Problem statement. How many lines in the rows below contain the string "queried"? Case matters. Reply with the number alone.

Provided records.
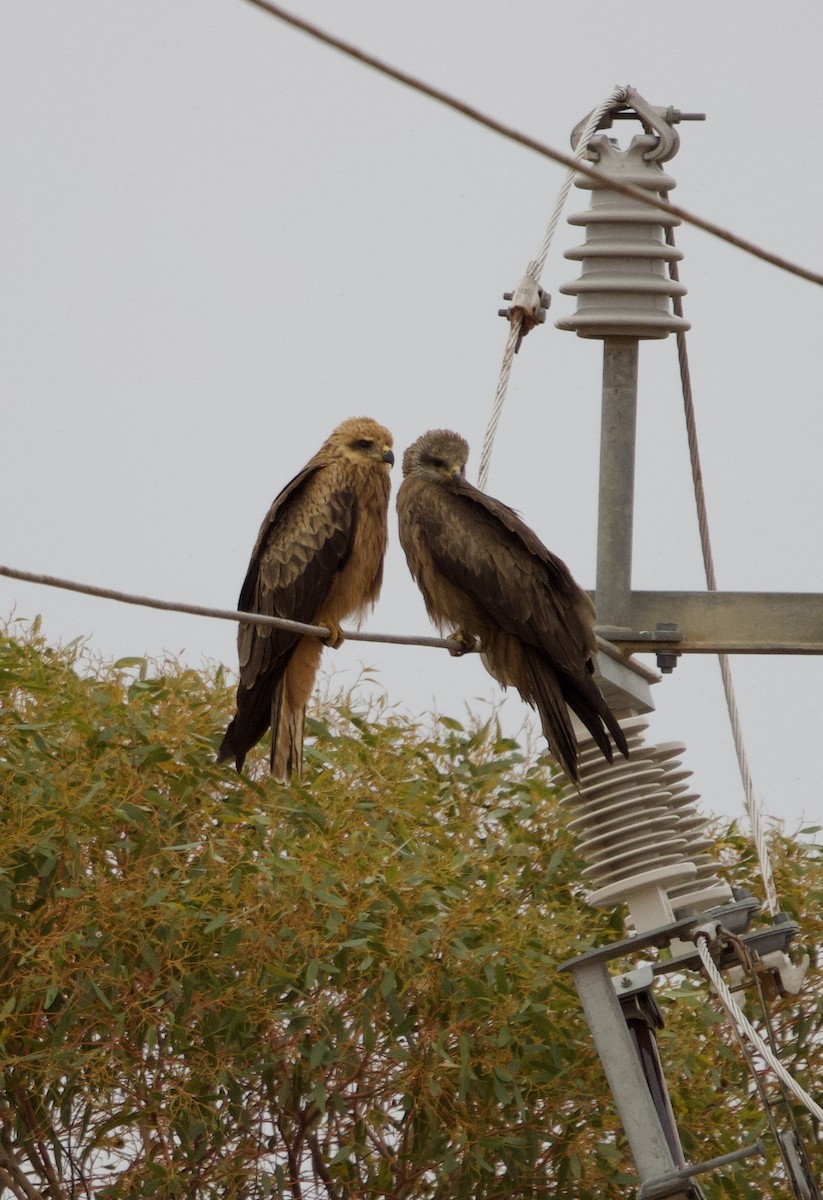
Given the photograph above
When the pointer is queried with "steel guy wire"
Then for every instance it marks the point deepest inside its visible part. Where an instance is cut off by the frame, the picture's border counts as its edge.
(754, 809)
(748, 1030)
(534, 270)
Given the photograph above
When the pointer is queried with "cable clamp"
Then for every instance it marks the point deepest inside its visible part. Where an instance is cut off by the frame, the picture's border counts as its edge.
(529, 303)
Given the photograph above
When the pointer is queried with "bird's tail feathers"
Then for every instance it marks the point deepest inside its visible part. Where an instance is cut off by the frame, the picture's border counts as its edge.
(229, 749)
(287, 735)
(547, 696)
(587, 702)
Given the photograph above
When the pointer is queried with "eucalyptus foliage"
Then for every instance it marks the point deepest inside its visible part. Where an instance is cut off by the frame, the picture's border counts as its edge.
(212, 985)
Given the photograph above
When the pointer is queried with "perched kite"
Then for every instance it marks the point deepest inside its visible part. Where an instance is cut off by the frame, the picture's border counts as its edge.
(318, 559)
(484, 573)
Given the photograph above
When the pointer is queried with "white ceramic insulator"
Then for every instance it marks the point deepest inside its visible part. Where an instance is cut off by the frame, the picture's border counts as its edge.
(625, 288)
(640, 832)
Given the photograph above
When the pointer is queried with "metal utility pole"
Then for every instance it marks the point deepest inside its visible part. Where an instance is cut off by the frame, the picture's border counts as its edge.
(638, 829)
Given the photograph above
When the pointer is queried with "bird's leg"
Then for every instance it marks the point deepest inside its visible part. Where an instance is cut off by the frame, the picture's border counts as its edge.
(468, 642)
(335, 639)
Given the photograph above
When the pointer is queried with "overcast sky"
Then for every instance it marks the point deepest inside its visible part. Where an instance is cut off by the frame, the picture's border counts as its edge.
(220, 238)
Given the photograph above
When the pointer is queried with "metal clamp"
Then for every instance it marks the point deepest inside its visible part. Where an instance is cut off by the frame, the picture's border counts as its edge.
(670, 1185)
(529, 303)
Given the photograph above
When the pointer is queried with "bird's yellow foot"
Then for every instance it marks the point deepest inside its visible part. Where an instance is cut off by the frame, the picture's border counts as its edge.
(336, 636)
(467, 643)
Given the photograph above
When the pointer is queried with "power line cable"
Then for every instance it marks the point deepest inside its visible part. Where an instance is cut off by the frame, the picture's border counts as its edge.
(538, 147)
(250, 618)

Correct response. 12